Given passage
__________________________________________________

Have a Safe and Fun Fourth of July Weekend!

Riding on Alki Beach. Photo: SDOT 

Independence Day is just around the corner! As we prepare for a more normal Fourth of July celebration this year, it’s important for Seattleites to keep safety in mind so they can enjoy the holiday weekend with family and friends and prevent any crashes. 

Around the Fourth, many people head to the parks or attend a friend’s barbecue to celebrate. Now, with states opening back up around the country, people are getting out of town and traveling the roadways to spend time with friends and loved ones.  

We want to remind everyone that you can make decisions to keep others and yourself safe on the road. Most crashes are preventable. We’re asking everyone to do their part to ensure you and your loved ones get to your destinations safely.  

We believe everyone should be able to move safely whether you are staying in the city or heading out of town. Our goal is to create safe transportation environments and eliminate serious and fatal crashes in Seattle.  

While we focus on designing safer streets, you can help play a role in keeping you, your family and community safe too.  Here are some reminders on how to travel safely: 

Drive sober.  

Having a drink at a friend’s barbecue? If so, please do so responsibly and don’t get in the driver’s seat of a car, motorcycle, or any vehicle. Make a plan to use transit, grab a cab or ride share, or find a designated driver.  

A bus driving by an American flag. Photo: SDOT 

Year after year, driving after consuming alcohol or other drugs is a top contributing factor to crashes in Seattle. Nationally, about a quarter of all traffic-related deaths involve someone driving under the influence of alcohol.

Slow down. 

Usually around the Fourth of July, a lot of people plan to head out of town for the long weekend. If you’re one of them, make sure you build in extra time to get to your destination. That way, if you do find yourself stuck in traffic, you can take a deep breath, pat yourself on you’re the back that you planned for this, and enjoy the ride.

__________________________________________________

In the Fourth of July safety post, roughly what share of traffic-related deaths nationwide involve someone driving under the influence of alcohol?

Study material

__________________________________________________

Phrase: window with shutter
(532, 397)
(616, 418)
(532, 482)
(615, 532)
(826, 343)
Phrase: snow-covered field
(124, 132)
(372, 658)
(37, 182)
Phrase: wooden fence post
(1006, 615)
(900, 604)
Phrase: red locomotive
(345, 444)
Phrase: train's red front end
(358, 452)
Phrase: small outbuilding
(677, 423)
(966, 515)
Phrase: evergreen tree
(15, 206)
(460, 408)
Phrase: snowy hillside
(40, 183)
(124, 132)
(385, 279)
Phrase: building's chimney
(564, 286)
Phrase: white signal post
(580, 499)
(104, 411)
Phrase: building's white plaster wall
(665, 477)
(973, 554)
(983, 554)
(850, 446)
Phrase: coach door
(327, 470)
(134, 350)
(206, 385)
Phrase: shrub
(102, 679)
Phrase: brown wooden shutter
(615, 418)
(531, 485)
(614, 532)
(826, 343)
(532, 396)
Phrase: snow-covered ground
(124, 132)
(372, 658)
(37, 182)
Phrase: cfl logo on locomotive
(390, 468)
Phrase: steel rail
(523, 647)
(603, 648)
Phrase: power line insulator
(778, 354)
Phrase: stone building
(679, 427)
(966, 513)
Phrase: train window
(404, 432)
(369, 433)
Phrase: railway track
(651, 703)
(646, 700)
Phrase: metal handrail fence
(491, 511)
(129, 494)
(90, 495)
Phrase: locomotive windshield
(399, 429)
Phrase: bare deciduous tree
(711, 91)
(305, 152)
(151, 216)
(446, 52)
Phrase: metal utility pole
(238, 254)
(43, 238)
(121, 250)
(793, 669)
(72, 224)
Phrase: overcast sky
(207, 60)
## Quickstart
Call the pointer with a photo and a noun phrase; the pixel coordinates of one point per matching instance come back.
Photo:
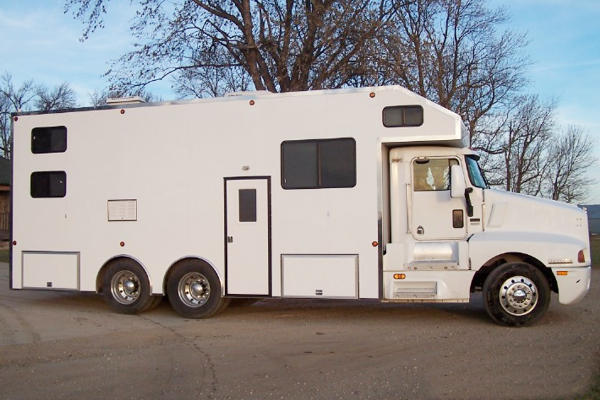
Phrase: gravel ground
(70, 345)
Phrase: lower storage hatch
(50, 270)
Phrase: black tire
(194, 290)
(516, 294)
(126, 288)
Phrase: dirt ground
(64, 345)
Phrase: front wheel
(194, 290)
(516, 294)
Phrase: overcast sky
(41, 43)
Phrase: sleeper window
(48, 184)
(316, 164)
(399, 116)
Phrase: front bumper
(573, 286)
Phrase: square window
(49, 140)
(48, 184)
(317, 164)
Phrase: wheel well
(182, 261)
(488, 267)
(100, 276)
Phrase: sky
(43, 43)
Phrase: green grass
(595, 248)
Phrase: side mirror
(457, 182)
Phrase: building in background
(4, 198)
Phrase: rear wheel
(126, 287)
(194, 290)
(516, 294)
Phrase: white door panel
(247, 236)
(432, 215)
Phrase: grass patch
(4, 255)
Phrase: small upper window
(48, 184)
(398, 116)
(316, 164)
(49, 140)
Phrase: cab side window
(432, 174)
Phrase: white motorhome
(367, 193)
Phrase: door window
(432, 174)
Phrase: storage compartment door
(322, 275)
(50, 270)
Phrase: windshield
(475, 174)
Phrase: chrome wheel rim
(125, 287)
(193, 289)
(518, 295)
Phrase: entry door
(435, 215)
(247, 238)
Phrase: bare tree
(569, 158)
(27, 97)
(12, 99)
(451, 52)
(520, 146)
(281, 45)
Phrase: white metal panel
(122, 210)
(247, 242)
(323, 275)
(177, 178)
(51, 270)
(430, 285)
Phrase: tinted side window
(315, 164)
(49, 140)
(338, 163)
(48, 184)
(398, 116)
(247, 203)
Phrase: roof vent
(125, 100)
(248, 93)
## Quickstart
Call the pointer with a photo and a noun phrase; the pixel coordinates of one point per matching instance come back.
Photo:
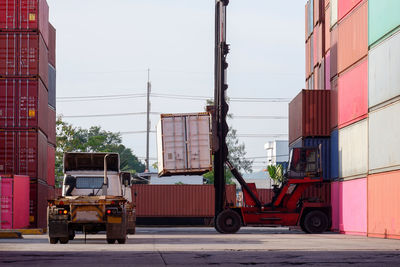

__________________________________________________

Finished task
About a quarter.